↓↓↓
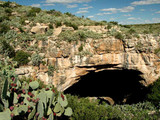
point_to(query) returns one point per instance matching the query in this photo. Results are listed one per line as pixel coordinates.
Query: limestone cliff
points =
(71, 62)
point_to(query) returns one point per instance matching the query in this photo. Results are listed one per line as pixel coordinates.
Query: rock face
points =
(112, 54)
(39, 29)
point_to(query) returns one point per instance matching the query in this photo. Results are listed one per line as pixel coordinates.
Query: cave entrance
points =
(123, 86)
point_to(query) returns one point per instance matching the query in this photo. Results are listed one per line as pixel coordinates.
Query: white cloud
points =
(124, 9)
(132, 18)
(156, 20)
(49, 4)
(112, 19)
(146, 2)
(127, 15)
(158, 12)
(105, 13)
(110, 9)
(90, 16)
(36, 5)
(82, 11)
(85, 4)
(86, 8)
(67, 1)
(142, 10)
(72, 6)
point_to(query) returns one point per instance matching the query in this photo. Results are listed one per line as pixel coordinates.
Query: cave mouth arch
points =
(119, 85)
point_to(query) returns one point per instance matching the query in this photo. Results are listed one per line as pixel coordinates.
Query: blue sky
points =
(122, 11)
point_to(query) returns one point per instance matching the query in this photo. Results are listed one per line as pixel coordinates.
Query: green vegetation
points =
(36, 59)
(119, 36)
(154, 95)
(22, 98)
(25, 101)
(21, 57)
(6, 49)
(85, 109)
(51, 69)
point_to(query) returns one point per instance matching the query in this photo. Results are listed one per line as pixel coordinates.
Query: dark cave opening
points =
(117, 84)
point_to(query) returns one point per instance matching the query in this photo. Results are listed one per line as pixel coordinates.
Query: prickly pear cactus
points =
(28, 101)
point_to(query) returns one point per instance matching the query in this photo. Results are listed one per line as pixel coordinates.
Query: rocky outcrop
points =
(39, 29)
(97, 55)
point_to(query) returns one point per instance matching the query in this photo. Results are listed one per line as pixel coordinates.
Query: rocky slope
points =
(76, 46)
(71, 63)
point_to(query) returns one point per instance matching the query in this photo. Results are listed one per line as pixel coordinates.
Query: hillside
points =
(93, 60)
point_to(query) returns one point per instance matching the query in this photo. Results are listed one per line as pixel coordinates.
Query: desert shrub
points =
(8, 11)
(126, 26)
(114, 22)
(85, 109)
(6, 4)
(50, 26)
(4, 17)
(11, 35)
(69, 24)
(21, 57)
(33, 11)
(25, 101)
(109, 26)
(119, 36)
(36, 59)
(75, 27)
(154, 91)
(68, 36)
(80, 48)
(131, 31)
(4, 28)
(22, 21)
(79, 35)
(69, 14)
(146, 32)
(51, 69)
(6, 49)
(58, 24)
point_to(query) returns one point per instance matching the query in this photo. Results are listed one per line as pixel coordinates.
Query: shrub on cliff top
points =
(21, 57)
(154, 94)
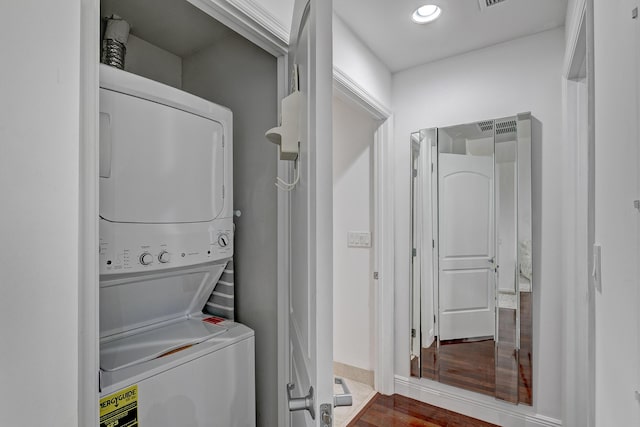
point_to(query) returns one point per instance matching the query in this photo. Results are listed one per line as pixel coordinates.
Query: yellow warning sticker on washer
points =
(120, 409)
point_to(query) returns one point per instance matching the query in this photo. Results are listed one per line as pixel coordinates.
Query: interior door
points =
(311, 212)
(466, 246)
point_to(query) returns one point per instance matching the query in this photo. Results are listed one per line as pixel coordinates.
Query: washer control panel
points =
(132, 248)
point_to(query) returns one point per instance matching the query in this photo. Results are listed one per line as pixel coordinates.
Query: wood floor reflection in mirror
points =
(472, 364)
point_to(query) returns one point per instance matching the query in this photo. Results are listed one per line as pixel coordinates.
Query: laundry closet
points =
(174, 43)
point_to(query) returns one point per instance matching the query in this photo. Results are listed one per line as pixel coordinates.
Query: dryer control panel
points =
(133, 248)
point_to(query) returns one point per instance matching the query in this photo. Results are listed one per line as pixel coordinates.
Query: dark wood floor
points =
(397, 411)
(483, 366)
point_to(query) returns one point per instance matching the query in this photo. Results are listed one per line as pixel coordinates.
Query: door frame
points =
(383, 232)
(579, 70)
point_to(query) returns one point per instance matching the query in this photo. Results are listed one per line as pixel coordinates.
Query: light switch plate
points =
(359, 239)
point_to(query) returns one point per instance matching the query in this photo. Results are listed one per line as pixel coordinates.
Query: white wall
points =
(616, 118)
(352, 57)
(148, 60)
(353, 304)
(243, 77)
(39, 184)
(280, 10)
(502, 80)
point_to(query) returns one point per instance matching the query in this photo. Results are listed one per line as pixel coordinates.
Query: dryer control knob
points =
(164, 257)
(146, 258)
(223, 240)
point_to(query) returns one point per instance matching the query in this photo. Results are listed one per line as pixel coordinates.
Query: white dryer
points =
(166, 234)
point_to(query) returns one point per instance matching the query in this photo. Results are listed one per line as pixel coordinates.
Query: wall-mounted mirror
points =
(471, 266)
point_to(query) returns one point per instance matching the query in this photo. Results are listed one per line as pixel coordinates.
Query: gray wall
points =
(243, 77)
(148, 60)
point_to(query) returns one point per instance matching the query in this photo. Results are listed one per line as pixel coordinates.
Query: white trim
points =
(384, 328)
(284, 226)
(471, 404)
(88, 270)
(573, 33)
(263, 17)
(242, 18)
(356, 93)
(576, 53)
↑↑↑
◆ What the task asks:
Gather every line in the items above that contains the word "cave".

◆ The answer:
Query: cave entrance
Query: cave mouth arch
Query: dark cave opening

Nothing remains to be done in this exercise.